__Action item__:
Print the entries below exactly as they appear, from the first line up to and including the line with "target | wristwatch". Do not print any pictures.

__Input data__:
****************************************

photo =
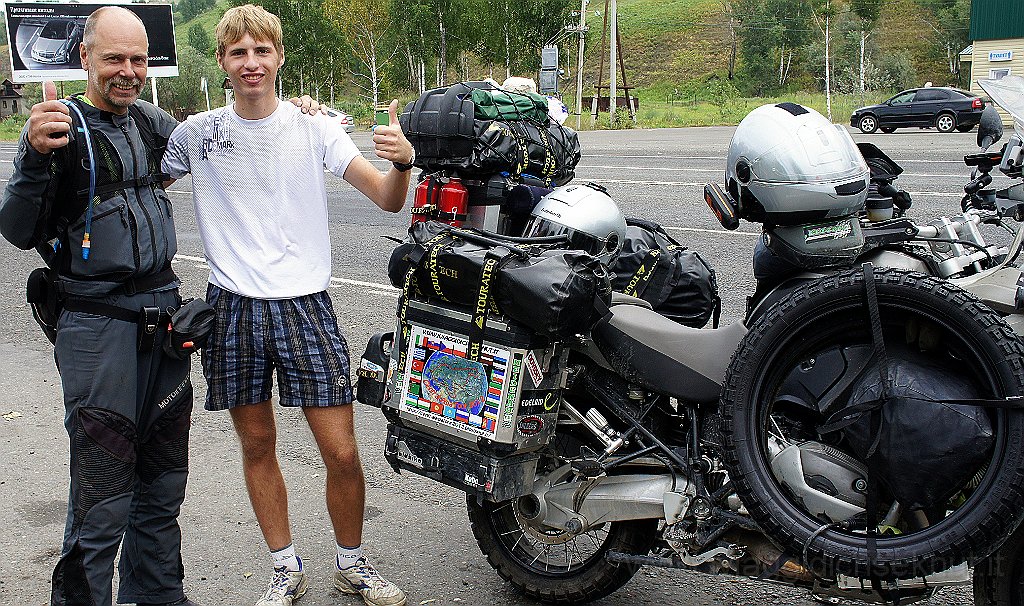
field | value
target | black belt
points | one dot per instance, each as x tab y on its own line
133	287
148	319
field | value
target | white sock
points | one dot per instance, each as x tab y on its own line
347	556
286	558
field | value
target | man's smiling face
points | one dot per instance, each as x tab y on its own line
252	66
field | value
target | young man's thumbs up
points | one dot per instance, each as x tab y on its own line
389	141
49	122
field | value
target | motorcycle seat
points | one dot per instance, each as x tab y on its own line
652	351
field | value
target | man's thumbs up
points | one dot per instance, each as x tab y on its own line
49	122
49	91
392	112
389	142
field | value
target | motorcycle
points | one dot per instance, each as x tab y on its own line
857	434
953	248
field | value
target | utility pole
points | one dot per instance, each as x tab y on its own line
612	94
583	38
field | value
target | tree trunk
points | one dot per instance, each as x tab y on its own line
442	51
863	41
827	69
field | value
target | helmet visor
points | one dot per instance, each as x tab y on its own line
541	227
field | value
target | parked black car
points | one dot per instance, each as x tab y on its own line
945	109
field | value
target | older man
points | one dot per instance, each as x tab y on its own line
127	403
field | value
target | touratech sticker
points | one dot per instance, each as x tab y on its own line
534	368
529	426
827	231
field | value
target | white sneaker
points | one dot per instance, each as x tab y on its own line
364	579
285	589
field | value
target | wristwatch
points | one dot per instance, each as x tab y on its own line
401	167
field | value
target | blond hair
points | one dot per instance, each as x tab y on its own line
252	19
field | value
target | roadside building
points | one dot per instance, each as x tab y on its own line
997	42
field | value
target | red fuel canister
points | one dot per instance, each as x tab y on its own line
435	201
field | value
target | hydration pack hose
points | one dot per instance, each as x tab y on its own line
84	129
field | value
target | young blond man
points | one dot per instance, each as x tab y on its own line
260	200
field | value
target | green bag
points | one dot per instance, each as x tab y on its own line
509	106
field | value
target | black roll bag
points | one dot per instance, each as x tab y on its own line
450	131
677	282
548	290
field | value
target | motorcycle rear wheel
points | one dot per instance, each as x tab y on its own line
551	565
819	315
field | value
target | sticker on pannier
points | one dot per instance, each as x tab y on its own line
441	385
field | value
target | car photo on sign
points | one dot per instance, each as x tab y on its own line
940	107
46	39
56	42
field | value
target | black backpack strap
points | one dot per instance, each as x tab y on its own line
154	141
150	179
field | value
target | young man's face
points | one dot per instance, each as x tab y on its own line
116	62
252	67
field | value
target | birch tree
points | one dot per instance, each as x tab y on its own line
366	27
867	11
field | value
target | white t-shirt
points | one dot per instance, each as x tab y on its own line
260	198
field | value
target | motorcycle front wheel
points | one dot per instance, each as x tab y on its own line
967	339
998	579
550	564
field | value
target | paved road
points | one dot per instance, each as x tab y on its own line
416	530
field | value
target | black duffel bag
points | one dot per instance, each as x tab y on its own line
677	282
926	446
550	291
449	133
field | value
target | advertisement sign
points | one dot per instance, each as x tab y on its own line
45	39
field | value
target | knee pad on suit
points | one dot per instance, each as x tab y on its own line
103	444
167	446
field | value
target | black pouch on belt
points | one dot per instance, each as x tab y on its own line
41	293
190	327
148	321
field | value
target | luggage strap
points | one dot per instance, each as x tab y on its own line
493	263
408	286
641	277
434	212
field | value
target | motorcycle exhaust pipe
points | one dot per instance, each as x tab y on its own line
579	506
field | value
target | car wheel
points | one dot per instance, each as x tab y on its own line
945	123
868	124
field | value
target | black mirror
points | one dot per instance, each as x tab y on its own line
990	127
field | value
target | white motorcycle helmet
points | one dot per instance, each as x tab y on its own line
787	165
586	214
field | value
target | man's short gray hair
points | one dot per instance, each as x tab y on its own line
91	23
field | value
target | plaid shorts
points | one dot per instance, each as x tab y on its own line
298	338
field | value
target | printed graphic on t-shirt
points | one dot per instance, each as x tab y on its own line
220	140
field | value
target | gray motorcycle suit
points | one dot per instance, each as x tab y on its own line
127	410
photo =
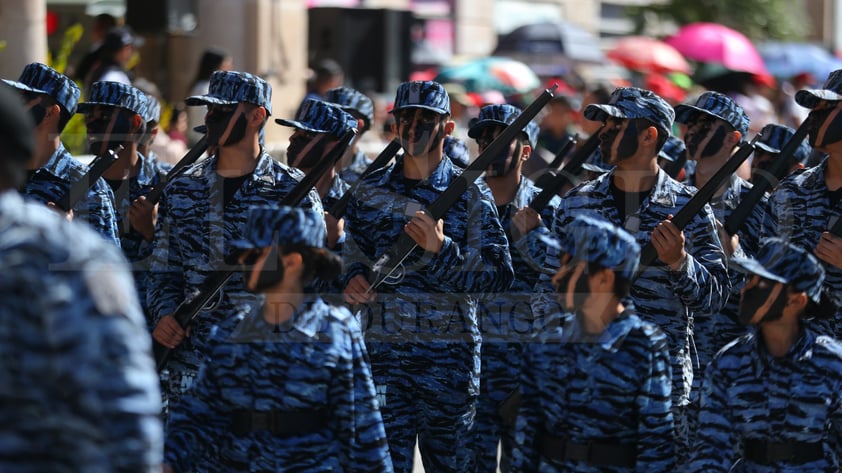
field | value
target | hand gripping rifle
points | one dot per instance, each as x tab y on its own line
337	210
191	157
693	206
189	309
554	166
393	259
765	182
79	189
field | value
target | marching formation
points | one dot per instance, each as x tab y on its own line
330	312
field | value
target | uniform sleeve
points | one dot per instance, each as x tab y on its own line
525	454
166	278
483	263
702	280
360	425
106	363
97	209
656	445
714	449
195	422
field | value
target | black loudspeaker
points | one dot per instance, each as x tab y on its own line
373	46
159	16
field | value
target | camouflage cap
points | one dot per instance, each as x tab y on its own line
599	242
267	226
632	102
457	151
318	116
503	115
774	137
718	106
831	90
232	87
115	94
422	94
672	149
785	263
42	79
354	102
153	110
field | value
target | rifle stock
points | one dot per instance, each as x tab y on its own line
337	210
740	214
187	311
80	188
693	206
394	257
191	157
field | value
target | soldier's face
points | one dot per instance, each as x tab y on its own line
705	136
507	160
571	283
420	130
618	140
825	124
107	127
762	300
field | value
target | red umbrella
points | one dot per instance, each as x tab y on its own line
645	54
717	44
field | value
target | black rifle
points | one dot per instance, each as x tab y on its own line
547	178
693	206
567	174
337	210
764	182
189	309
80	188
191	157
390	261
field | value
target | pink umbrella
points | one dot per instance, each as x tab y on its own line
718	44
642	53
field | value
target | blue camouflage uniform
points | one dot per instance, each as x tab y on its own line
801	209
597	403
713	331
757	409
310	374
78	387
150	173
422	331
192	237
505	319
659	295
359	106
50	182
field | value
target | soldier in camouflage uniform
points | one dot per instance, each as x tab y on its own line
352	101
287	386
505	320
772	400
773	138
596	389
808	203
689	275
206	208
715	127
318	128
78	389
52	99
116	114
420	326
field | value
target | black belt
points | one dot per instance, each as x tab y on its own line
593	453
278	422
765	452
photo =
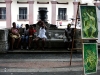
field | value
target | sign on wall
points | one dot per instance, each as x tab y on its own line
88	17
90	58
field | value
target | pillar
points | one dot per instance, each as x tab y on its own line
8	13
53	17
31	14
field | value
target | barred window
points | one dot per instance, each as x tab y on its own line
22	12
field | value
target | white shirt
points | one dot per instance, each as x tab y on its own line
42	32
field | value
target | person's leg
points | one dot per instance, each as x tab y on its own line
37	42
22	41
19	39
26	41
12	42
43	43
30	40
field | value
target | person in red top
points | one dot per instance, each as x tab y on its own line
31	34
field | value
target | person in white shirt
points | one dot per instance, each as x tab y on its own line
41	36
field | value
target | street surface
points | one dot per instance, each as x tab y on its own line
42	64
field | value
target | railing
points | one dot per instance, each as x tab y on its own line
2	16
60	17
46	17
22	17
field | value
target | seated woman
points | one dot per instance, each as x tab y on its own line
25	37
14	35
31	34
41	35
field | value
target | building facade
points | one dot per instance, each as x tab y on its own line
26	11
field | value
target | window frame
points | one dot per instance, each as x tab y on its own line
2	16
62	13
24	15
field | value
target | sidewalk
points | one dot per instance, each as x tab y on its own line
42	64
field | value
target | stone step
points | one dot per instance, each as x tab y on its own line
46	51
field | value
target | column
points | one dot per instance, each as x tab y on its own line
53	17
75	4
31	14
8	13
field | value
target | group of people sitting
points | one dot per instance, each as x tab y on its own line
28	35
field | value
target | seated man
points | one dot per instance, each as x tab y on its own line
69	35
41	35
14	35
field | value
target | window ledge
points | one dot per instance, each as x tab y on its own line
22	20
61	20
2	19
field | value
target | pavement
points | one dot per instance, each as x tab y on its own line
42	64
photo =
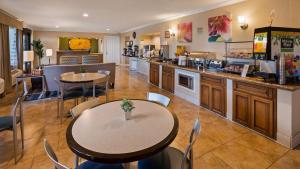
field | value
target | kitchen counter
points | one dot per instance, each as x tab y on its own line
254	80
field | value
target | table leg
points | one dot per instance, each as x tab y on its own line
94	92
126	165
17	88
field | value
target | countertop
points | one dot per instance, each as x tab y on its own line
254	80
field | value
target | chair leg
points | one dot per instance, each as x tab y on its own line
58	109
61	110
76	161
15	143
22	134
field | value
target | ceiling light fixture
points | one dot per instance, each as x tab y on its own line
85	15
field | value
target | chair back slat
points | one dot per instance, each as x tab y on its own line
77	110
188	154
52	156
67	74
164	100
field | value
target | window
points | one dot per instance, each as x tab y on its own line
13	47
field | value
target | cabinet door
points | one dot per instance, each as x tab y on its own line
204	92
218	100
154	74
241	108
262	113
151	73
164	82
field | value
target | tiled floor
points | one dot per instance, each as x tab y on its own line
222	144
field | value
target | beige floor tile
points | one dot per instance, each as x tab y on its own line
262	144
240	157
210	161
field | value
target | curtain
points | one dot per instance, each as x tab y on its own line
5	69
20	48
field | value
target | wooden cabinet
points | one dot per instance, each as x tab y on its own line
168	78
213	94
262	115
204	95
253	106
241	107
154	74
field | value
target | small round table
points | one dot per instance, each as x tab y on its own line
82	78
102	134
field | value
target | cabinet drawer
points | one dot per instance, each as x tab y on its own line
212	80
253	89
167	69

****************************************

__Response area__:
photo =
field | value
target | black belt
points | one dot per instance, each as x tab y on its own line
133	287
148	319
field | value
target | white sock
points | one dot per instance, each as x tab y on its own line
347	556
286	558
field | value
target | man's smiling face
points | one dot per instance, each as x tab y on its own line
252	66
field | value
target | young man's thumbs up
points | one dot per instance, each as x tab y on its own line
389	141
49	122
field | value
target | motorcycle seat
points | one dot per instance, each as x tab y on its own line
652	351
field | value
target | man's thumbs up
points | one dot per instance, each as x tab y on its own line
49	122
49	91
392	112
389	142
field | value
target | motorcycle
points | one dot per instance, each as x tab y on its own line
857	434
953	248
field | value
target | utility pole
points | one dot per instance, each as x tab y on its own line
612	94
583	38
field | value
target | tree trunk
points | one dot per instance, each as x tab y on its own line
442	51
863	41
827	69
field | value
target | helmet visor
points | one dot per instance, each as x tab y on its own line
541	227
field | value
target | parked black car
points | one dot per instance, each as x tab y on its own line
945	109
field | value
target | older man
points | one dot per instance, each as x tab y on its own line
127	403
field | value
target | touratech sticker
points | one dot per instance, each as x tab y on its own line
534	368
529	426
827	231
field | value
target | white sneaker
points | one dot per instance, each as x tab y on its own line
364	579
285	589
field | value
target | wristwatch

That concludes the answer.